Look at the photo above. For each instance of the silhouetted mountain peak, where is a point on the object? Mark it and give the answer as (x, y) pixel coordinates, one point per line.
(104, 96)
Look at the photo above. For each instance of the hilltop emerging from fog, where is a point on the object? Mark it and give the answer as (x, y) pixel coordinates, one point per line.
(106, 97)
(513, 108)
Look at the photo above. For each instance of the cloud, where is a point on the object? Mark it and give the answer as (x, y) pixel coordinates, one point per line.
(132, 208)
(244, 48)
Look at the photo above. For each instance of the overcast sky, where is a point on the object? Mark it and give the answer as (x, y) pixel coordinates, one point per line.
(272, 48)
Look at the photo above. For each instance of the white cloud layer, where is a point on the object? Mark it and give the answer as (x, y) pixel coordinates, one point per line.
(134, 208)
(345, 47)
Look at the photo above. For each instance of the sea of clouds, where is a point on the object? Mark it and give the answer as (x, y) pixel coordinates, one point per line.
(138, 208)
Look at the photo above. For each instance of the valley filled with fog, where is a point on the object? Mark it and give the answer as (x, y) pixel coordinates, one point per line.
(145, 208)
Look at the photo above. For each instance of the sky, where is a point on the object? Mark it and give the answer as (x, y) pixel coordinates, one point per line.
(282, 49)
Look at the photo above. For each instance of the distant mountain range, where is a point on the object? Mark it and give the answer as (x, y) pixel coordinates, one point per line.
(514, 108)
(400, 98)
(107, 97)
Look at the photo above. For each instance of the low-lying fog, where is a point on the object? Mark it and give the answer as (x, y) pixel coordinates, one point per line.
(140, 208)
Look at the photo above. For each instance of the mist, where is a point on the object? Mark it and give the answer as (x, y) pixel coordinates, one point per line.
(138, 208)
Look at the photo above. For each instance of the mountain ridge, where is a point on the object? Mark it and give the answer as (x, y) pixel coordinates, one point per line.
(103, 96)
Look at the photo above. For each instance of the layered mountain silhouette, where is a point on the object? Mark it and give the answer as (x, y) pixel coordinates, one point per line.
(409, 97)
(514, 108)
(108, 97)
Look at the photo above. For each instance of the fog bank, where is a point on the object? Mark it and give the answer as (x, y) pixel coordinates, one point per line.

....

Write the lines from the one containing "Look at the photo above. For each instance of the valley" through the end of the rows, both included, as a JSON list of strings with one string per line and blank lines omitted.

[
  "Look at the photo above. For each instance of the valley filled with fog, where is a point on the object? Mark it and give the answer as (x, y) pixel coordinates, one point per line.",
  "(145, 208)",
  "Look at the photo above. For each instance of the sky, where is a point on the object? Mark it and give the answer as (x, y) pixel coordinates, one point per line.",
  "(282, 49)",
  "Look at the photo above. For each instance of the distant mountain range, where is a point on the object? Mark it and give the answer as (x, y) pixel coordinates, one point per line.",
  "(514, 108)",
  "(400, 98)",
  "(107, 97)",
  "Look at the photo above. For each instance of the low-lying fog, where is a point on the object? Mark it and give the answer as (x, y) pixel coordinates, one point per line.",
  "(140, 208)",
  "Look at the photo above. For each instance of the mist, where is a point on the object? Mark it and give the answer as (x, y) pixel coordinates, one point per line.",
  "(138, 208)",
  "Look at the photo above. For each instance of the mountain ridge, where is a point on the object? Mark it and give the answer as (x, y) pixel coordinates, one point per line.",
  "(103, 96)",
  "Look at the photo above. For each instance of the layered mountain silhouette, where is a point on the object? Mark it and give the answer as (x, y) pixel coordinates, one point per line.",
  "(409, 97)",
  "(514, 108)",
  "(108, 97)",
  "Look at the photo above. For each instance of the fog bank, where is a point on the object? Mark it and give the answer as (x, y) pixel coordinates, one point per line."
]